But it's a bigger risk.  Math says so.

And texting and driving?  A way bigger risk.  And that one is far more in their control because while you can't control another driver's irresponsible behavior, you can choose to drive responsibly yourself.  Certain people make fun of me for driving like a granny, but I get great insurance rates, at least!

Anyway, by focusing on the news stories, ignoring denominators and ignoring what is so common it doesn't get covered, people completely miss the point and fail to calculate risk.  This isn't calculating risk.  It is just getting scared about the wrong stuff because shootings are rare enough to get covered in the news, and texting-and-driving accidents are way too common to get covered by the news.

What should we be teaching high school students about shootings?  We should be teaching them the math.  The probability of getting hurt is very, very, very low.  Don't teach them to shit their pants about necrotizing fasciitis or ebola because they aren't going to get necrotizing fasciitis or ebola.  When there are news stories about necrotizing fasciitis or ebola, teach them the truth, and the truth includes the math.  Stop teaching people to panic about shit that ain't gonna happen.  Teach them the actual probability that X will happen.

Death by shootings among high school-aged kids happen.  They happen almost entirely outside of schools.  They happen in neighborhoods with high crime rates, and they happen when kids commit suicide with their parents' guns.  Those are separate issues from how scared kids should be in school.

School shootings, by the numbers, are very low-probability events.

"Calculating the risk" would mean taking into account the denominator.  I don't see that happening anywhere.

Now, by contrast, imagine if the murder rate in this country were zero.  Not low, but zero.  For 50 years.  With over 300,000,000 people in the country at the end of that period with regular population growth.  Then, for a period of several years, we had one murder a month.  In a country with 300,000,000+ people in it.  Every one of those murders would be a major national news story, right?  What would be the effect?  It would cause everyone to think that these murders are common.  I call this, "the paradox of news"-- news stories make everyone think that events are common when the thing that makes a story newsworthy is its rarity.  The result?  People freak out, hide in their houses, give everyone sidelong glances like everyone is out to get them or might soon snap in a true epidemic of paranoia, and... did you notice I didn't say anything about what the other causes of mortality were in this hypothetical alternative universe?  Wouldn't it make sense to look at that?  Yes.  By omitting that, I am forcing you to think about the denominator.  That's the point.  You don't get to ignore the denominator.

** Supplied material **
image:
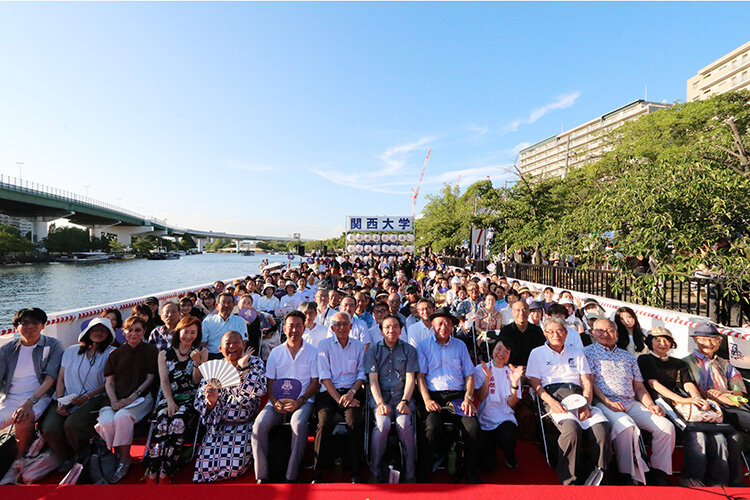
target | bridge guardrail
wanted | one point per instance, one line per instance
(22, 185)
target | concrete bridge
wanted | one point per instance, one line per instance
(43, 204)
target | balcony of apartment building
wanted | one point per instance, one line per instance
(724, 76)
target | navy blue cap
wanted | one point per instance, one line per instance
(705, 330)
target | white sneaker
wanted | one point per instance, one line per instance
(595, 478)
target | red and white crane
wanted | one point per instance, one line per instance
(415, 192)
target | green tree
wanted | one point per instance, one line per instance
(11, 241)
(67, 239)
(187, 242)
(674, 186)
(142, 246)
(115, 246)
(446, 220)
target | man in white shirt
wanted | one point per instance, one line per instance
(379, 311)
(325, 312)
(555, 373)
(290, 301)
(304, 292)
(314, 332)
(359, 330)
(294, 359)
(341, 364)
(421, 329)
(216, 325)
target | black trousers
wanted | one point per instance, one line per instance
(434, 432)
(327, 409)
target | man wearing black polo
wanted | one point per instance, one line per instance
(525, 336)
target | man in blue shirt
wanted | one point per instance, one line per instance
(216, 325)
(446, 383)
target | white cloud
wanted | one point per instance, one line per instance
(468, 176)
(249, 168)
(561, 102)
(394, 160)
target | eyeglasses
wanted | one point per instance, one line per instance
(27, 322)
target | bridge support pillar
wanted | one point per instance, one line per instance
(40, 228)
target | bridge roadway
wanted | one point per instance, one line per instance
(43, 204)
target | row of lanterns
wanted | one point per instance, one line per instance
(377, 237)
(367, 248)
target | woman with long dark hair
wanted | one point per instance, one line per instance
(69, 423)
(629, 333)
(175, 413)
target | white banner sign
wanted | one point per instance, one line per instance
(739, 352)
(392, 223)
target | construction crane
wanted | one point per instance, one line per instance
(415, 192)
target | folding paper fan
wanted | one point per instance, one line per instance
(219, 373)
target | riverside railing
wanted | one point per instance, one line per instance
(692, 295)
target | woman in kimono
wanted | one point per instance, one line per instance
(228, 414)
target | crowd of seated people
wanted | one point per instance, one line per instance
(405, 344)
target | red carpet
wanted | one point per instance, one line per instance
(533, 480)
(365, 492)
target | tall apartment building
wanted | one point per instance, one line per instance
(729, 72)
(554, 156)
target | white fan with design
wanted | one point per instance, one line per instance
(219, 373)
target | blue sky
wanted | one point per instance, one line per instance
(262, 118)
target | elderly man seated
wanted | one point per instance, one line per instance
(557, 372)
(341, 363)
(391, 367)
(294, 359)
(624, 400)
(446, 377)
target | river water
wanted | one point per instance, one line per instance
(62, 286)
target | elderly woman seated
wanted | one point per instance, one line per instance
(498, 390)
(229, 414)
(711, 456)
(175, 412)
(129, 373)
(28, 369)
(68, 425)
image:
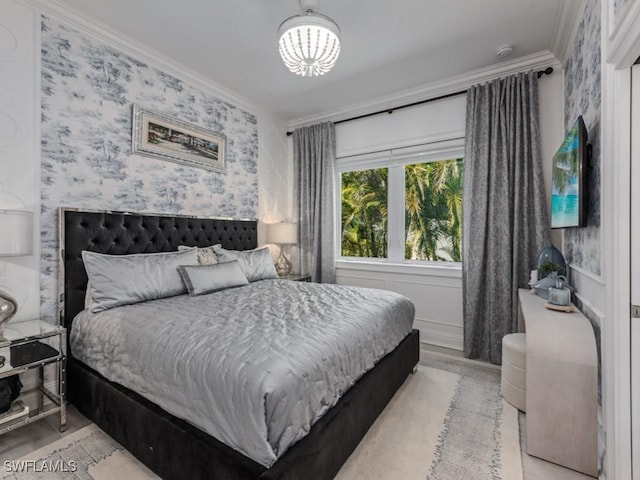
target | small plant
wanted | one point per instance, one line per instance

** Work to do **
Proceed with the piece on calculating risk, writing on from its final sentence. The material above comes from a different source than the piece on calculating risk.

** The answer **
That's the difference between personal tragedies and that which justifies fear.  Just because we have tragedies occurring-- and they are tragic-- doesn't mean you need to be afraid of them happening to you.

Stop being afraid.  Stop teaching people to be afraid.  Stop enabling fear.  Stop encouraging fear.  You are afraid of the wrong things.  Always look at the denominator.

Your new homework assignment is something I haven't done in a while.  Go watch "Child Abduction Is Not Funny," from South Park's 6th season.  Parents see some news stories about child abduction, and freak out.  They decide they need to... build a wall around South Park.  Yeah...  That plays a little differently today.  They turn to the owner of the Chinese restaurant, because they're idiot, racist hicks.  Of course, he starts building it, and as he does, Mongolians show up, 'cuz...  Eventually, though, the news stories say that the abductions are usually from family members.  Parents freak out even more, kick the kids out of South Park, where they find that the Mongolians are actually kids who have been kicked out of the house by idiot parents who were afraid that the other parent was going to abduct them.

Hey, I've got an idea.  Let's look at denominators.  Instead of teaching kids in high school to freak the fuck out about school shootings, maybe we should teach them to calm down, explain to them how unlikely they are to be hurt, by the numbers, show them that, for example, texting and driving is way more dangerous than showing up to school, and generally, you know...

... teach them about how to assess risk without just reading headlines and assuming that what gets a headline does so because it's common.

The opposite is true.

Because you know what?  This freakout everyone is doing?  You're letting the terrorists school shooters win.